* [Collected data]:
*** Begin section ***

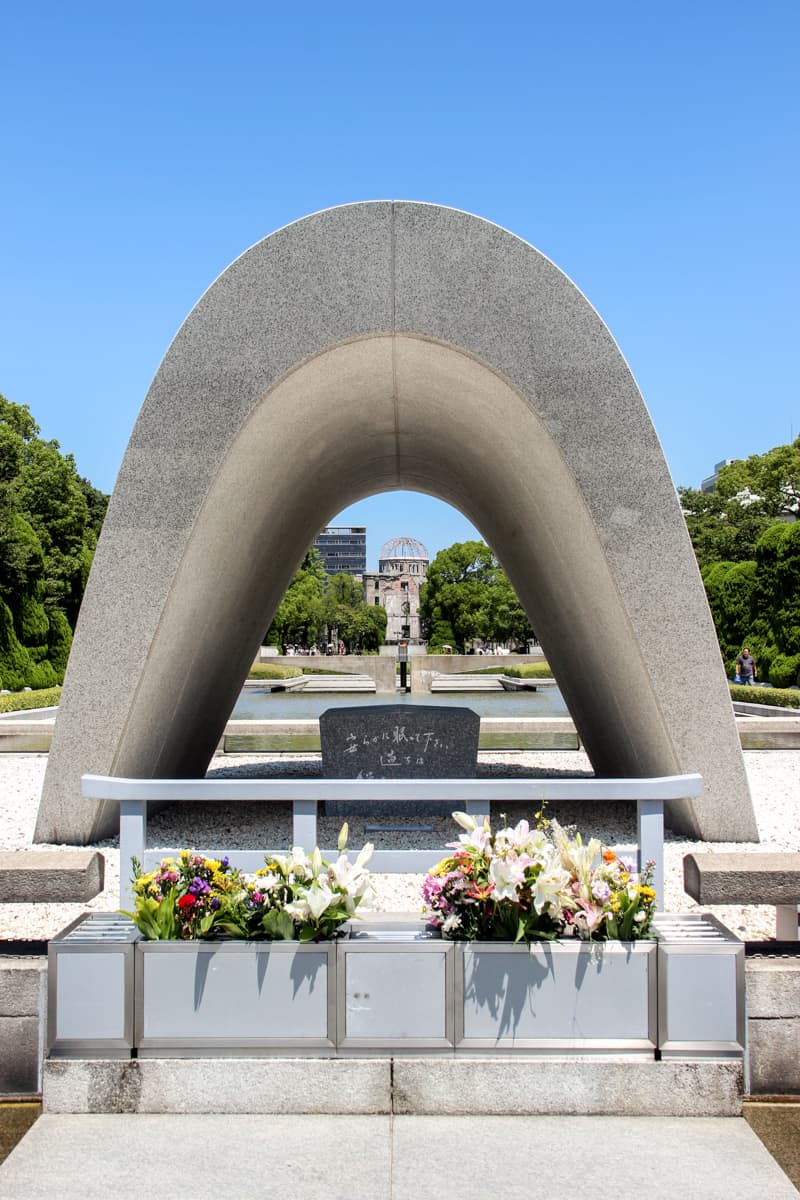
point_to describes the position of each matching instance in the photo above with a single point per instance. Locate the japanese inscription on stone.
(400, 742)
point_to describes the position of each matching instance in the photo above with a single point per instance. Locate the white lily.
(365, 855)
(506, 874)
(298, 910)
(549, 887)
(319, 898)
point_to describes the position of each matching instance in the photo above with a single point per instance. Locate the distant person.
(746, 669)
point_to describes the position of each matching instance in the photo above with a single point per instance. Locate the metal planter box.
(395, 989)
(234, 997)
(557, 996)
(701, 988)
(90, 988)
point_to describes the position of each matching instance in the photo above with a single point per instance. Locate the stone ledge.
(441, 1085)
(774, 1048)
(773, 988)
(50, 876)
(23, 983)
(743, 877)
(218, 1085)
(570, 1085)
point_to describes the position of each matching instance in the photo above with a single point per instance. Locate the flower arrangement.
(298, 897)
(533, 883)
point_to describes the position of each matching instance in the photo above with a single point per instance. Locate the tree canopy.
(319, 607)
(746, 537)
(468, 597)
(49, 522)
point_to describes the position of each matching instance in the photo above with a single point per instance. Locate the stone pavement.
(391, 1158)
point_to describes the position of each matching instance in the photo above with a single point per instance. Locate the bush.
(20, 701)
(529, 671)
(785, 671)
(268, 671)
(779, 697)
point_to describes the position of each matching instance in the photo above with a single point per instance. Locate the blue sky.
(651, 150)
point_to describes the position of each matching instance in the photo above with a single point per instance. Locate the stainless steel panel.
(395, 993)
(234, 994)
(555, 995)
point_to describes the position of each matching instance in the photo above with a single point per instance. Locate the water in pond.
(257, 705)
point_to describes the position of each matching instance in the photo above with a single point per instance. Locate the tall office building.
(343, 549)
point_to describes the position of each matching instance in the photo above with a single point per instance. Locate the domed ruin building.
(402, 569)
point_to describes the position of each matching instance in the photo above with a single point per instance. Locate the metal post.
(651, 843)
(133, 834)
(304, 828)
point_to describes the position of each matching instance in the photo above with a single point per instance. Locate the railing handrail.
(471, 795)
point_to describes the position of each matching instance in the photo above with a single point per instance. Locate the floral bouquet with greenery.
(299, 897)
(533, 883)
(184, 898)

*** End section ***

* [WHAT THE EXERCISE ASKS]: Your answer must be the records above, word for word, with no pictures.

* [OUTPUT FOR THIS EXERCISE]:
point_to describes the position of each matching instance in the photo above with a single point per instance. Locate the japanese inscription on stone.
(400, 742)
point_to describes the position of each matching instance in the photo above with a single point per instance. Locate the white lily.
(365, 855)
(506, 874)
(298, 910)
(549, 887)
(319, 898)
point_to describes the position of each matching instance in the photo above with a single point per instance. Locate the distant person.
(746, 669)
point_to describes the position of each matching instance in the photo above with a single point per instance. Locate the metal planter box.
(395, 989)
(234, 997)
(557, 996)
(701, 988)
(90, 988)
point_to describes the position of each matching instance in the photo above with a single point per instance. Locate the stone ledge.
(441, 1085)
(774, 1048)
(773, 988)
(50, 876)
(23, 983)
(743, 877)
(218, 1085)
(570, 1085)
point_to describes the position of each matching instance in the photo above with a single point per instance. Locate the flower arrangement.
(298, 897)
(533, 883)
point_to describes the position of each matching instance in the photo above with a single point per instance. Locate the tree canopy.
(319, 607)
(746, 537)
(468, 597)
(49, 522)
point_to describes the position of each matching instance in the photo above with a single point per instance. Locate the stone pavement.
(391, 1158)
point_to describes the position of each matching instance in the photo above with a single point per instance. Locate the bush.
(20, 701)
(529, 671)
(785, 671)
(268, 671)
(779, 697)
point_to describes the position of each matching instance in the photo above with a single point per instance. Locate the blue sky.
(651, 150)
point_to describes the position of each matching instance in the photo above with a single point per instance. Locate the stainless steel panel.
(395, 993)
(234, 994)
(555, 995)
point_to describes the position of each matching instance in the photo above with a single point per instance. Locate the water in pond.
(257, 705)
point_to describes the position of each matching instance in the photo above with a single point per instance. Locate the tall office building.
(343, 549)
point_to describes the position of each matching instance in the photo above with a single point per instance. Locate the domed ruin building.
(402, 569)
point_to describes the position of each matching instance in the photo above with a single point per instance. Locate the metal post.
(651, 843)
(133, 834)
(304, 828)
point_to describes the position of each matching instance in the photo above with a single point per instance. Locate the railing handrail.
(471, 795)
point_to describes the position of each matching instance in the photo above with a single point per instance. Locate the floral bouquet with greenery.
(299, 897)
(533, 883)
(184, 898)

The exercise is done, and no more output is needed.